* Предложенный отрывок:

────────

Для чего же понадобился им еврей Заславский? Для прикрытия! Даже по протоколам чувствовалось, что, впервые допрошенный действительно 29 июля, он вяло, неохотно и сдержанно подтверждал часть показаний Мартимонова.
В обмен на роль мнимого предателя, его тоже оставили на свободе, осудили условно, как и Мартимонова.
Но этот же последний, как он попал в КГБ? Как ЧК ему так доверяла? Не был ли он провокатором с самого начала?
Нет – решительно отвечали те, кто знал его лучше всех.
24 июля он по собственному зрелому размышлению сам пошел в КГБ и все выложил, чтобы в случае спонтанного провала не пострадала его драгоценная шкура.
И я вспомнил разговор с Мартимоновым за год до ареста.
Повадился ходить к нам один студент, которого мы не приглашали и подозревали в сексотстве.
Мартимонов, которому я сказал, что не знаю, как отвадить незваного гостя, предложил убить его.
– Ты серьезно? – удивился я. – И ты СМОГ БЫ это сделать?
– Разумеется. Что же тут трудного? Ах, совесть… Ну, она, знаешь, спрятана у меня так далеко и глубоко…
Последствия показали: это была не бравада.
17. ПЕРВЫЙ ЭТАП
Пришел праздник – мне удалось нарвать и разбросать по камере немного травы.
– У вас что, троица? – спросил мент.
– Нет, Пятидесятница.
– Все не как у людей! – обиделся мент.
От долгого ожидания мы стали развлекаться экспериментами из области таинственного.

────────

* Исходные данные:
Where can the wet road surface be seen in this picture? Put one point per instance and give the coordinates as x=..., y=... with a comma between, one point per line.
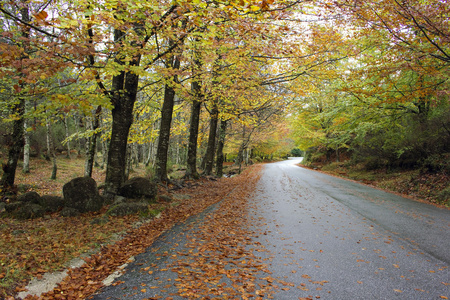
x=307, y=235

────────

* Задания:
**a)** Перескажите короче абзац отрывка, начинающийся словами «Для чего же понадобился им еврей Заславский?», сохранив его главные факты.
**b)** Что, согласно отрывку, предложил Мартимонов, чтобы избавиться от незваного гостя?
**c)** Соответствуют ли отрывку следующие утверждения? Для каждого ответьте «да» или «нет» и приведите решающие слова отрывка.
(i) Заславского осудили условно, как и Мартимонова.
(ii) Студента, которого подозревали в сексотстве, пригласили сами рассказчик и его товарищи.
(iii) На вопрос мента рассказчик ответил, что празднует Троицу.
Список для этой работы не понадобится.

* Ответы:
**a)** Заславский был нужен для прикрытия. Протоколы показывают, что на первом допросе 29 июля он вяло, неохотно и сдержанно подтверждал часть показаний Мартимонова.

**b)** Убить его.

**c)**
(i) Да: «его тоже оставили на свободе, осудили условно, как и Мартимонова».
(ii) Нет: «которого мы не приглашали».
(iii) Нет: «Нет, Пятидесятница».